Given task
Please pick out every line of the material below that contains the word "nose", copying each line in full.

- - - - -

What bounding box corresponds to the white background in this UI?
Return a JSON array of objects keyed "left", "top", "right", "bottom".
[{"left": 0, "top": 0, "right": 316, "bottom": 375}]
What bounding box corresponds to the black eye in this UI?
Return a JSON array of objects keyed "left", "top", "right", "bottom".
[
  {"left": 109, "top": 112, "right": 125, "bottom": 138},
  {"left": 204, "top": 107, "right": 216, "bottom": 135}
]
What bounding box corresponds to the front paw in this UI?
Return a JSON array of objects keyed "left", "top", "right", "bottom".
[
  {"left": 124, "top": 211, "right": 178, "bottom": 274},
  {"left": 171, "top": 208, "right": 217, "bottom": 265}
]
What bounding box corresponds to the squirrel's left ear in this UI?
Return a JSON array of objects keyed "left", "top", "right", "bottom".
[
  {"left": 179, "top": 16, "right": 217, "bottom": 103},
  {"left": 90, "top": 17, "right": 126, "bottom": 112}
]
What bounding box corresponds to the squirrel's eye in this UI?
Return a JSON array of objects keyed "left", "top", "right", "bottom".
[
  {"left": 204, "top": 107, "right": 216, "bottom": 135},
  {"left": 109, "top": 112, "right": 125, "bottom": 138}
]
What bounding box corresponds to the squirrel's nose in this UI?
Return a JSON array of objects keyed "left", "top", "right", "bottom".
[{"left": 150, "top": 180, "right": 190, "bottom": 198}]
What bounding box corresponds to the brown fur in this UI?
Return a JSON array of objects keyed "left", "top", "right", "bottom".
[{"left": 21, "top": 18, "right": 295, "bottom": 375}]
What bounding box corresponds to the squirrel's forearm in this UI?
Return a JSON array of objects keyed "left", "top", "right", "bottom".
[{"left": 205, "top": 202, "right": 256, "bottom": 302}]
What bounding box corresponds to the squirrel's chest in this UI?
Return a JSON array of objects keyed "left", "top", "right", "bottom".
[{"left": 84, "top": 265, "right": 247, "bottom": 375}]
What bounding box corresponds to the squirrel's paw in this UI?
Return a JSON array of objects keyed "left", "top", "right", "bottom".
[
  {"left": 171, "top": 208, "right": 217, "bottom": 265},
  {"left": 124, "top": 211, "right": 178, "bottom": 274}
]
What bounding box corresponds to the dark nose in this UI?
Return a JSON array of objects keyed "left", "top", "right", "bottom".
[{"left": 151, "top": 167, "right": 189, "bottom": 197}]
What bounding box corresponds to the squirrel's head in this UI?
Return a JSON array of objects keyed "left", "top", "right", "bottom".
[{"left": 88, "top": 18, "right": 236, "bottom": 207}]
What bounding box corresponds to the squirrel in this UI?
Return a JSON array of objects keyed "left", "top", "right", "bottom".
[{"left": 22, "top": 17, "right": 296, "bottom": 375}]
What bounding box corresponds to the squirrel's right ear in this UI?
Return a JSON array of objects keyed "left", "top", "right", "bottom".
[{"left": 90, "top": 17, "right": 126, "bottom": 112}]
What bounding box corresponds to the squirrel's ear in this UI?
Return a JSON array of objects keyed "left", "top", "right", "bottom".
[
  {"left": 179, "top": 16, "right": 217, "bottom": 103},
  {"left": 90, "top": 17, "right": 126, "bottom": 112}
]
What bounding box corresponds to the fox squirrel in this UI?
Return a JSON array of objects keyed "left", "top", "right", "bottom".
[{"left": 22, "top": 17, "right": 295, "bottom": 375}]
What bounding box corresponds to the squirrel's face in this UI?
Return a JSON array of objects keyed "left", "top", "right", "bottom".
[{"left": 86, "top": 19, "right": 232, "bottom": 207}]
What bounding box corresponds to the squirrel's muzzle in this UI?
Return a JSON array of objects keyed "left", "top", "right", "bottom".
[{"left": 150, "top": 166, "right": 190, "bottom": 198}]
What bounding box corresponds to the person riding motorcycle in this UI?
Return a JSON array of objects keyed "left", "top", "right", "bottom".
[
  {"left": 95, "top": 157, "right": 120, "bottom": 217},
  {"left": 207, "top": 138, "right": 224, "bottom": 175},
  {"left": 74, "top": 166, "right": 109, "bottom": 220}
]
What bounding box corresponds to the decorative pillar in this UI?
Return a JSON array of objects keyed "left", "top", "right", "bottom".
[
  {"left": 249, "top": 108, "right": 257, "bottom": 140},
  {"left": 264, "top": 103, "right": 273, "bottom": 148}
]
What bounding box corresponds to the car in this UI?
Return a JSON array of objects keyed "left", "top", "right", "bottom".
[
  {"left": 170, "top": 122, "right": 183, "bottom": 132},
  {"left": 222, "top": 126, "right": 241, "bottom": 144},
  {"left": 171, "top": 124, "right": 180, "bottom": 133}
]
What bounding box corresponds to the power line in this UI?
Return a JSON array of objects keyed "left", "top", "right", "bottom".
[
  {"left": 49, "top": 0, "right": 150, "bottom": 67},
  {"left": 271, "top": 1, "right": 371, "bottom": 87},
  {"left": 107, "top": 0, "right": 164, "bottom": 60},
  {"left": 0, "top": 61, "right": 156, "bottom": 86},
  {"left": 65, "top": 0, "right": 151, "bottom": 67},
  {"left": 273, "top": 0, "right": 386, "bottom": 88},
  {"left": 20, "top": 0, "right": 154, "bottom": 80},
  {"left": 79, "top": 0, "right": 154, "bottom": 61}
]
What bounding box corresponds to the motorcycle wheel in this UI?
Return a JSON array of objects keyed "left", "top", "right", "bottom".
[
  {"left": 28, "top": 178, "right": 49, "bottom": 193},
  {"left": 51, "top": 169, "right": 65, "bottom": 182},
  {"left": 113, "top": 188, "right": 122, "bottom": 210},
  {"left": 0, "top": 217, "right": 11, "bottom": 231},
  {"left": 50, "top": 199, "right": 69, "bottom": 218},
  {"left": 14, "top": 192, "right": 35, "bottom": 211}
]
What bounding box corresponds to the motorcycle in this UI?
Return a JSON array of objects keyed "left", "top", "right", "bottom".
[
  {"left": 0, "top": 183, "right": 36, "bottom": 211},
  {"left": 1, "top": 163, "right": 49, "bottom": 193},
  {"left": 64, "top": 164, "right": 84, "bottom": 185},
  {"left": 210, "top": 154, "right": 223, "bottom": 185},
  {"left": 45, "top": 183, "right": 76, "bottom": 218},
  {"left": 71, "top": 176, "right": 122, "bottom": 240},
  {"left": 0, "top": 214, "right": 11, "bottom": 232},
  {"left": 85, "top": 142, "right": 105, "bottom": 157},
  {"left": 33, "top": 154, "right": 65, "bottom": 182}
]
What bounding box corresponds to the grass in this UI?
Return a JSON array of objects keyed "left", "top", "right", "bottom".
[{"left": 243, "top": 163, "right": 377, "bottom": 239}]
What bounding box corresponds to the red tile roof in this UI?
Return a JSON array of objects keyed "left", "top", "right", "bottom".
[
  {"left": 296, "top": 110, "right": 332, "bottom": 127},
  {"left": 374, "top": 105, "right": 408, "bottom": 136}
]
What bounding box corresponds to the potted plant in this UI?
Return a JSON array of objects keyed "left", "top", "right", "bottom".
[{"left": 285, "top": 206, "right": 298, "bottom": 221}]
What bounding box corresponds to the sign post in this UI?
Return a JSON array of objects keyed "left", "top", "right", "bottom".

- - - - -

Right answer
What bounding box corresponds to the squirrel's nose in this UI?
What bounding box corresponds to the dark nose in this UI?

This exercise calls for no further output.